**INSTRUCTION**
From the rows below, keep only the lines that contain the string "plant" and copy each of them out.

**DATA RECORDS**

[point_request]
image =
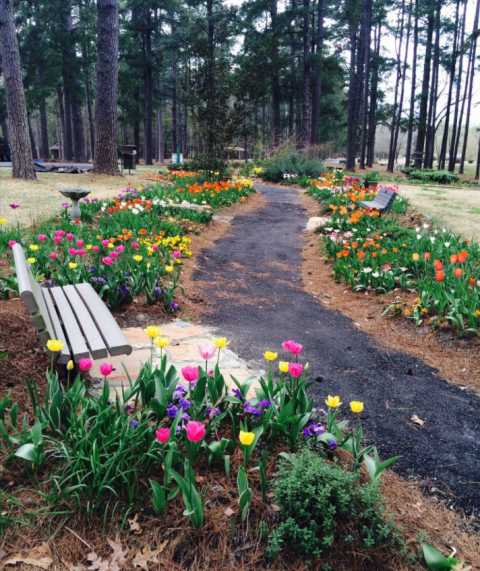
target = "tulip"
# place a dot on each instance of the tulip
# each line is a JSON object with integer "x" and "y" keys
{"x": 220, "y": 342}
{"x": 190, "y": 374}
{"x": 207, "y": 350}
{"x": 246, "y": 438}
{"x": 106, "y": 369}
{"x": 163, "y": 434}
{"x": 195, "y": 430}
{"x": 356, "y": 406}
{"x": 85, "y": 364}
{"x": 333, "y": 402}
{"x": 270, "y": 356}
{"x": 153, "y": 331}
{"x": 295, "y": 369}
{"x": 54, "y": 345}
{"x": 283, "y": 366}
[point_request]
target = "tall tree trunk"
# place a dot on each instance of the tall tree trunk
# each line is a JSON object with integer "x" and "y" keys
{"x": 106, "y": 158}
{"x": 317, "y": 87}
{"x": 147, "y": 62}
{"x": 277, "y": 129}
{"x": 470, "y": 91}
{"x": 408, "y": 149}
{"x": 457, "y": 126}
{"x": 306, "y": 73}
{"x": 22, "y": 162}
{"x": 372, "y": 120}
{"x": 402, "y": 89}
{"x": 422, "y": 118}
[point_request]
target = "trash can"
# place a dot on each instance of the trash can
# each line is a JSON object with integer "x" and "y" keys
{"x": 129, "y": 153}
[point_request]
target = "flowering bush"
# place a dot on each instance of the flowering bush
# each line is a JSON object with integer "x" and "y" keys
{"x": 379, "y": 253}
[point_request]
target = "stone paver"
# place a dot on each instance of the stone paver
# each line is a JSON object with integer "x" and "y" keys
{"x": 181, "y": 352}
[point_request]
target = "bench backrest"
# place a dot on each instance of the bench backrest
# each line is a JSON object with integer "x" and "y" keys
{"x": 31, "y": 293}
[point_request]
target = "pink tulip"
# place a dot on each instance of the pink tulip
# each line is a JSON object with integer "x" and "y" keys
{"x": 163, "y": 434}
{"x": 190, "y": 373}
{"x": 195, "y": 430}
{"x": 207, "y": 350}
{"x": 106, "y": 369}
{"x": 85, "y": 364}
{"x": 295, "y": 369}
{"x": 293, "y": 347}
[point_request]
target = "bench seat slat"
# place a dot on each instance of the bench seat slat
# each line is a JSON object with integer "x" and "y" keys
{"x": 75, "y": 336}
{"x": 113, "y": 336}
{"x": 90, "y": 331}
{"x": 63, "y": 355}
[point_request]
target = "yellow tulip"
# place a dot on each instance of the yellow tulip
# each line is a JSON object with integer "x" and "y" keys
{"x": 283, "y": 366}
{"x": 356, "y": 406}
{"x": 161, "y": 341}
{"x": 270, "y": 355}
{"x": 54, "y": 345}
{"x": 220, "y": 342}
{"x": 246, "y": 438}
{"x": 333, "y": 402}
{"x": 153, "y": 331}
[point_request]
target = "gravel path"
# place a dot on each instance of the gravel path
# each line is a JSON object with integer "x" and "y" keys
{"x": 253, "y": 278}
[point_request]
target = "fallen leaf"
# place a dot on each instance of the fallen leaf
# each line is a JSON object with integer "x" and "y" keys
{"x": 142, "y": 559}
{"x": 38, "y": 556}
{"x": 134, "y": 525}
{"x": 417, "y": 420}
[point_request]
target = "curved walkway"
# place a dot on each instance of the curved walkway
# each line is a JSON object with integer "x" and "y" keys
{"x": 253, "y": 279}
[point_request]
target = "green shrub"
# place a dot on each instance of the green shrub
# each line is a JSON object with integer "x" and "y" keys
{"x": 433, "y": 176}
{"x": 291, "y": 163}
{"x": 318, "y": 501}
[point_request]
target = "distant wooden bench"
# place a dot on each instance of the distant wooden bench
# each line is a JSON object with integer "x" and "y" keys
{"x": 74, "y": 315}
{"x": 382, "y": 202}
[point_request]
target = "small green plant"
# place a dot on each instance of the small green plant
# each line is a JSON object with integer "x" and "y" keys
{"x": 317, "y": 500}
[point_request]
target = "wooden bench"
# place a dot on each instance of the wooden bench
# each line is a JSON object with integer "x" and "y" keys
{"x": 382, "y": 202}
{"x": 74, "y": 315}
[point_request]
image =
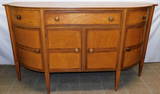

**EXERCISE SOLUTION**
target = "small green plant"
# place a dot on each instance of the small green plant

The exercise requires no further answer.